Start of Provided data

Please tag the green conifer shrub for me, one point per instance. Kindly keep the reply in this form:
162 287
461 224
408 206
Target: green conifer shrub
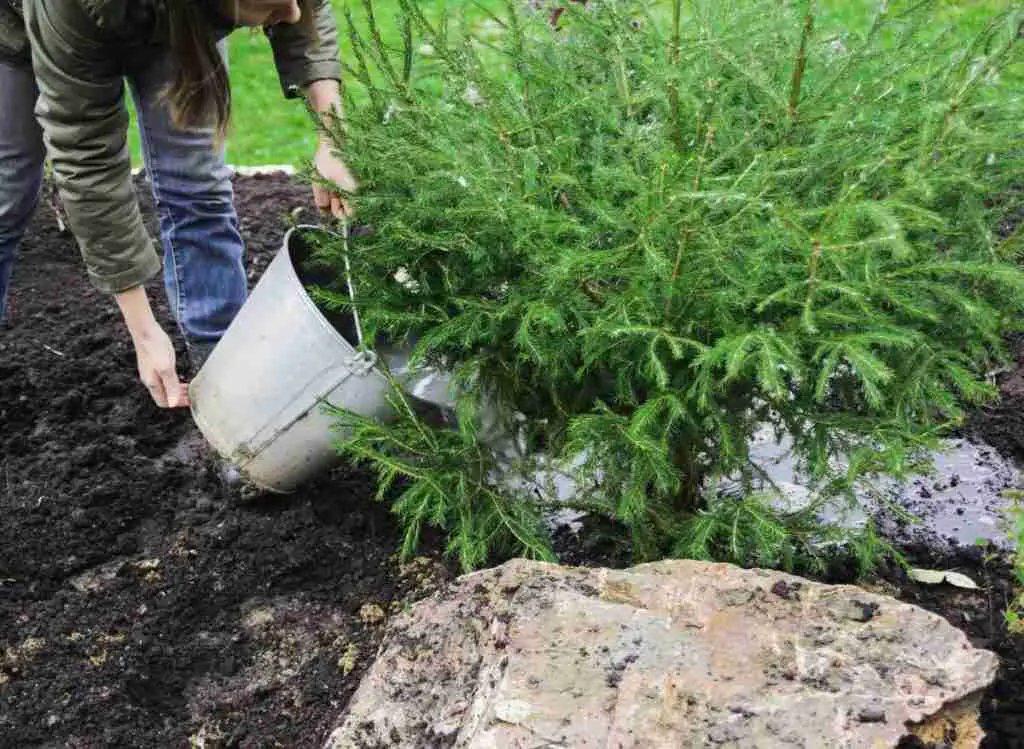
653 229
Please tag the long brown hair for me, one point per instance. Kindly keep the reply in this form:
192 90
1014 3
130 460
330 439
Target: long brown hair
200 95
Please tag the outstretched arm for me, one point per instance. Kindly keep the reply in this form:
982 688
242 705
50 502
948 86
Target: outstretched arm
85 125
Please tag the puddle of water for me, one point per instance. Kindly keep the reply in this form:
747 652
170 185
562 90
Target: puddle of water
960 503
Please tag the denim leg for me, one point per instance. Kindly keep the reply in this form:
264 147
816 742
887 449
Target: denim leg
22 156
204 273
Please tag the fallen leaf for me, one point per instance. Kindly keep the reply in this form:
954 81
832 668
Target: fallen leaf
935 577
929 577
961 581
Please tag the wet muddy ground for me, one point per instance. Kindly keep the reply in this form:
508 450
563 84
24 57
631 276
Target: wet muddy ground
142 605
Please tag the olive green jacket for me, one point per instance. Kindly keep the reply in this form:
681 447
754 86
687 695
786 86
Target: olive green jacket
81 50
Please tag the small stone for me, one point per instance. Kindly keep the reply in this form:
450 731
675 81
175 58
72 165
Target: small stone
871 715
230 475
372 614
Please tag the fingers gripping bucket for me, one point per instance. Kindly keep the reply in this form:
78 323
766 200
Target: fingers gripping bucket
259 398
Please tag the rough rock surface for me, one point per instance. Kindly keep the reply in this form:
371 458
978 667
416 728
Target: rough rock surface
675 654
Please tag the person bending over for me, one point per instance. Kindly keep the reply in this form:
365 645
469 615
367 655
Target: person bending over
64 65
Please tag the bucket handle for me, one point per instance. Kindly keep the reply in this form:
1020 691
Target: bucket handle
343 236
348 280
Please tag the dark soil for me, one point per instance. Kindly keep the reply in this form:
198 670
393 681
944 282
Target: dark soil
140 604
143 605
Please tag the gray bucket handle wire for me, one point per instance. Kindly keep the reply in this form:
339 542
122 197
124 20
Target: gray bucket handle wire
343 235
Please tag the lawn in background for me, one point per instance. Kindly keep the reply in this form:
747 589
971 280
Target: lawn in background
269 129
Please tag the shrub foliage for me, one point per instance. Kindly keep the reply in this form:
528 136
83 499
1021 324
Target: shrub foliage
649 230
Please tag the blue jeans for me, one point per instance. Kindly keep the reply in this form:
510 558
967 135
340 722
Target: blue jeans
204 275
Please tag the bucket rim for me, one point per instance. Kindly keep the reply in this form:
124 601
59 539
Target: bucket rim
293 276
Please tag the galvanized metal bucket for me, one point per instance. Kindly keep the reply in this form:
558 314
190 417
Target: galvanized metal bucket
259 398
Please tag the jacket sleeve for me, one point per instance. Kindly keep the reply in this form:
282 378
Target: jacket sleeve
306 52
82 113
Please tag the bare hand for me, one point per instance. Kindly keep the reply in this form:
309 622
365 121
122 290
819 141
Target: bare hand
334 170
154 350
157 368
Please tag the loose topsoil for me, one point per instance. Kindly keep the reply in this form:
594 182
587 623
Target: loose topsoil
142 604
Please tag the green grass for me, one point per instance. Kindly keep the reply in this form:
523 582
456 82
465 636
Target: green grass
269 129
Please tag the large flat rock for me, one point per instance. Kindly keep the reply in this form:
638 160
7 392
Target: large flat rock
674 654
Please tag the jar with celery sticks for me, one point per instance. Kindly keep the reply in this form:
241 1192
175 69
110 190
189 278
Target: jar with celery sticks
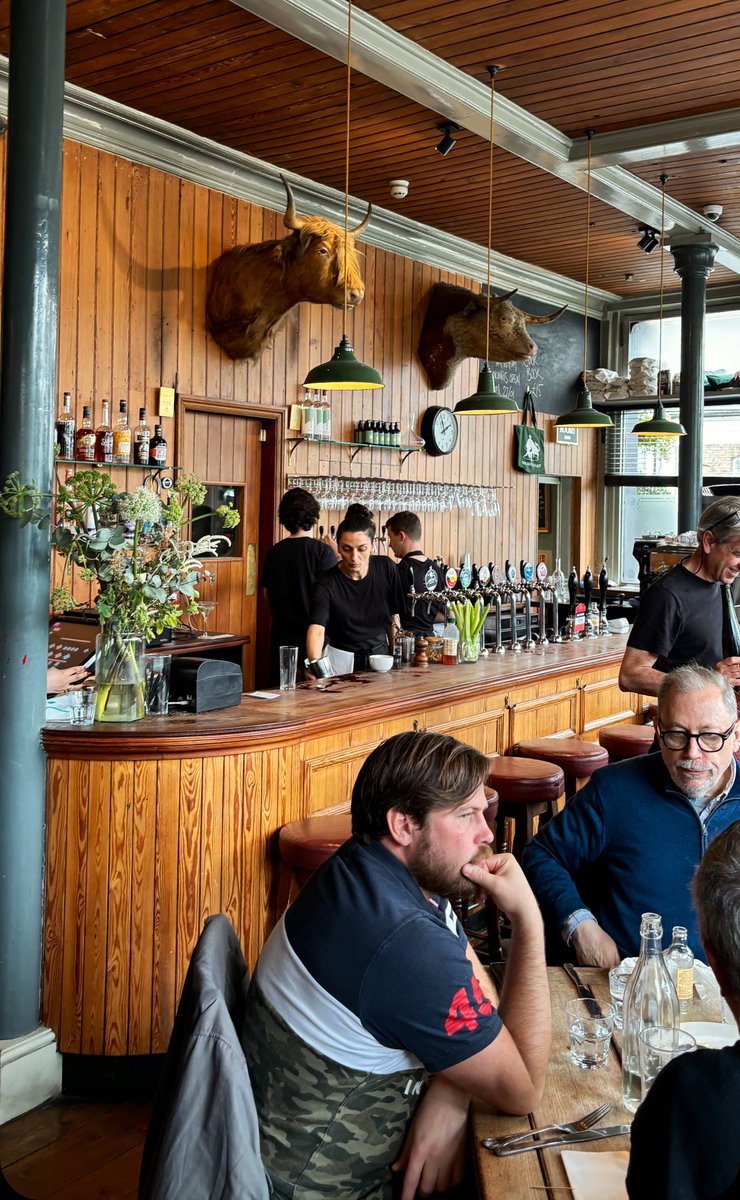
469 619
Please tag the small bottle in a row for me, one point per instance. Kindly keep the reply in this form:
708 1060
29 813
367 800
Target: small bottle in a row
115 445
378 433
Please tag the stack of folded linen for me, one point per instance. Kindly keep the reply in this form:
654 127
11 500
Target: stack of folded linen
643 377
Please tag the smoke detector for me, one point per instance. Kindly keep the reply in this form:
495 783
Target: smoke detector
399 189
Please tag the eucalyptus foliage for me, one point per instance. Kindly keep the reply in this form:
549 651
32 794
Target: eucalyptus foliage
131 544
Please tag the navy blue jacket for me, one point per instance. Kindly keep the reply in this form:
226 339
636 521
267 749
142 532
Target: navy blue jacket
627 844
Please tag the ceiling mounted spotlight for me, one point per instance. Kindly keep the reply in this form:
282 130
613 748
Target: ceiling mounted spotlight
447 129
649 240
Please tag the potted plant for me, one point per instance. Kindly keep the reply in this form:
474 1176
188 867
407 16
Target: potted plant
136 549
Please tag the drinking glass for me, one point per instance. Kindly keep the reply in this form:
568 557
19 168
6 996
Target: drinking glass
589 1029
156 684
80 702
289 659
618 982
657 1045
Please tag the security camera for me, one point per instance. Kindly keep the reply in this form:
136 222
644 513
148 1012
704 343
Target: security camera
399 189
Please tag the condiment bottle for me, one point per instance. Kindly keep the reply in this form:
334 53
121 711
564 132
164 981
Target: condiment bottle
679 960
650 1000
450 643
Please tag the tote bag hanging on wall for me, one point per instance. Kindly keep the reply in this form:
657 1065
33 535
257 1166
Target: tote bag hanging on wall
529 441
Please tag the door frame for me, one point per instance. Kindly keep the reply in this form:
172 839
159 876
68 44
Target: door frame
270 491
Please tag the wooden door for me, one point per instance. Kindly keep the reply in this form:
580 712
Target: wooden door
223 449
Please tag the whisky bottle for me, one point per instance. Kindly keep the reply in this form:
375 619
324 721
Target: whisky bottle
142 438
121 437
103 437
65 429
84 438
157 449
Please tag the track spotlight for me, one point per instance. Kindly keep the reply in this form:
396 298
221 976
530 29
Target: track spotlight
649 240
445 144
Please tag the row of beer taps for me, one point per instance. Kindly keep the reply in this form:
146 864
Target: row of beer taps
585 618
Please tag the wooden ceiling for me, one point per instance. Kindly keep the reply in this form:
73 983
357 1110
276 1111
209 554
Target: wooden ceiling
222 72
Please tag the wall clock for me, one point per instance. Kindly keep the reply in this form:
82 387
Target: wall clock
439 430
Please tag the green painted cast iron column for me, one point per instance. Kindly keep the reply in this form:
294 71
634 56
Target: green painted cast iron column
28 384
693 262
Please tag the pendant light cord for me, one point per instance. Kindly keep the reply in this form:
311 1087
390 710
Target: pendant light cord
492 72
589 135
347 157
660 313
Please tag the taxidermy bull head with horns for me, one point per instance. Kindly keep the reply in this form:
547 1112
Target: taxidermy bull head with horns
252 288
455 329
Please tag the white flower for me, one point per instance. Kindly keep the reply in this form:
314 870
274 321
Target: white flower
140 505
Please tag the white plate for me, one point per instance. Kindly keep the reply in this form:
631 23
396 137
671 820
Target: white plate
710 1035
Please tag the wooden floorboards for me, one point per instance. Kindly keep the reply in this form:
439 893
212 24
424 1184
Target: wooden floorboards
73 1150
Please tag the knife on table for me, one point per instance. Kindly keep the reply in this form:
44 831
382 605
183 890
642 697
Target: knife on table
584 991
571 1139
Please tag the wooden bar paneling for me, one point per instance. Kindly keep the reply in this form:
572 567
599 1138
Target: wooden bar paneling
136 250
144 841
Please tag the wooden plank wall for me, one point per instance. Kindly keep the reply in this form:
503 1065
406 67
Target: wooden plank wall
134 250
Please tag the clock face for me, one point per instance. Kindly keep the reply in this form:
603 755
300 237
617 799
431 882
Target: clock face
439 430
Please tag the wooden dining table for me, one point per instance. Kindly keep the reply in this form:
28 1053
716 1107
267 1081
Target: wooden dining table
569 1093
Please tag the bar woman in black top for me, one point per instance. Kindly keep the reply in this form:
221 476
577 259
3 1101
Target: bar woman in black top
292 567
356 604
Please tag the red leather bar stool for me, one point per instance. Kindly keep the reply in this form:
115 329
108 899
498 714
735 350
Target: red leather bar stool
305 845
527 789
626 741
577 759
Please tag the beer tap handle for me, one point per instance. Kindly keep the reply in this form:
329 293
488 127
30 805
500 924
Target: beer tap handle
588 587
572 589
603 583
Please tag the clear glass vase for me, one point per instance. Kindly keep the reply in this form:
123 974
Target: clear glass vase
119 675
469 649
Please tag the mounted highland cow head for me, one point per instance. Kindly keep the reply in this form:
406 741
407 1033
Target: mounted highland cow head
455 329
252 288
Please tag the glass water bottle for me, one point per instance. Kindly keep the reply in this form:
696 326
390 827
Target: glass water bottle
650 1000
679 960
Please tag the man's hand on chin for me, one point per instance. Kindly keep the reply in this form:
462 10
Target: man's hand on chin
594 948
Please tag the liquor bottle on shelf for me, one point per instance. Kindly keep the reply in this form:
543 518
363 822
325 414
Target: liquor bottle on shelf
157 449
103 437
121 437
84 438
142 437
679 960
650 1000
65 429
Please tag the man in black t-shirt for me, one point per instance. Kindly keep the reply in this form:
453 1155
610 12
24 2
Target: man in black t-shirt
404 538
684 1141
680 617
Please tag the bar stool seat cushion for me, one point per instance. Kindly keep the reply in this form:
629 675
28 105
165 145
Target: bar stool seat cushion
525 780
577 759
626 741
304 845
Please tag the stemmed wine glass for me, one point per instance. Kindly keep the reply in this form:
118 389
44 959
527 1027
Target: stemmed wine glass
205 609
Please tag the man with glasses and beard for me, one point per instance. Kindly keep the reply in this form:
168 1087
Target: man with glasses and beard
631 839
368 985
680 616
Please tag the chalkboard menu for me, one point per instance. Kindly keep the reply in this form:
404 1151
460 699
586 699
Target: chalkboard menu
553 375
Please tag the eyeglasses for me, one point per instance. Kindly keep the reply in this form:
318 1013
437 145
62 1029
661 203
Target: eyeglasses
678 739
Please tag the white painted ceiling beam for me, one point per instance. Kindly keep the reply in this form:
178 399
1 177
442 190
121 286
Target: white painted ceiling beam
407 69
662 139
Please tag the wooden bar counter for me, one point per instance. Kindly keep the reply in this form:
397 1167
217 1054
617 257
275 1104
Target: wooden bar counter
152 826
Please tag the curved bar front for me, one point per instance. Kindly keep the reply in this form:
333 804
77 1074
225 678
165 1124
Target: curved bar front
154 826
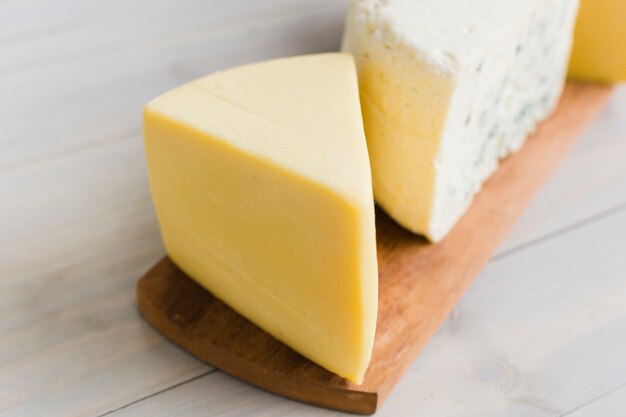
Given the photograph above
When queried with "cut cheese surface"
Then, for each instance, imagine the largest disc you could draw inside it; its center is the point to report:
(447, 89)
(600, 41)
(261, 181)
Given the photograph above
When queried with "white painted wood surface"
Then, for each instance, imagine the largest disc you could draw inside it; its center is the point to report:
(542, 332)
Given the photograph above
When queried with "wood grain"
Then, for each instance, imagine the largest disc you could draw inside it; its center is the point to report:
(419, 283)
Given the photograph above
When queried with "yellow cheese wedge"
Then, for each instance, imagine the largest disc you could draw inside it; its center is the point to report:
(600, 41)
(261, 181)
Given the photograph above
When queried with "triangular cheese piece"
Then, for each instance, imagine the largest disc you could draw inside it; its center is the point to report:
(261, 180)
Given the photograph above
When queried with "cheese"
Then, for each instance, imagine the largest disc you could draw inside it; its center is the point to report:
(261, 181)
(447, 89)
(600, 41)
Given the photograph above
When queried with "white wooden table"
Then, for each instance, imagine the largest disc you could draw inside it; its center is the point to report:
(542, 332)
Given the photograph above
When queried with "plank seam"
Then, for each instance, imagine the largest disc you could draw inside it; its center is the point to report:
(161, 391)
(562, 231)
(580, 407)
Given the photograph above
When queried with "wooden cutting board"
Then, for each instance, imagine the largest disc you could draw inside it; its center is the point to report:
(420, 283)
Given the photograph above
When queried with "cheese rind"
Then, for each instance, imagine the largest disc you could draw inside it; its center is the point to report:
(261, 181)
(447, 89)
(599, 52)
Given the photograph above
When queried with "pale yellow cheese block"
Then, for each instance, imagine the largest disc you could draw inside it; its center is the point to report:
(600, 41)
(261, 181)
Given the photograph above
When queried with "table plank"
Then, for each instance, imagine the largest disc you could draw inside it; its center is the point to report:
(589, 182)
(611, 404)
(40, 33)
(76, 233)
(527, 339)
(77, 226)
(53, 110)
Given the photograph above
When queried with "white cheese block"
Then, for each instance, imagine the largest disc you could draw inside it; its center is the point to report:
(448, 87)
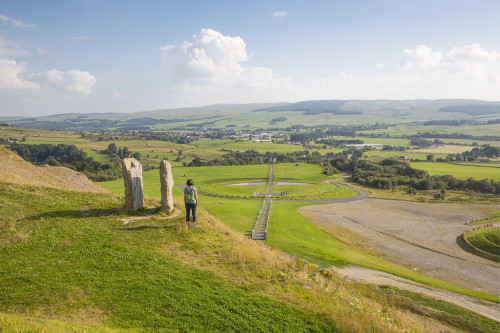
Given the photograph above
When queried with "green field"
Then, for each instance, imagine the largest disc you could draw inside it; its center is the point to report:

End of Provided data

**Requirement:** Please count the lines of the entries above that include "block" and give only the total.

**Response for this exercise:** 2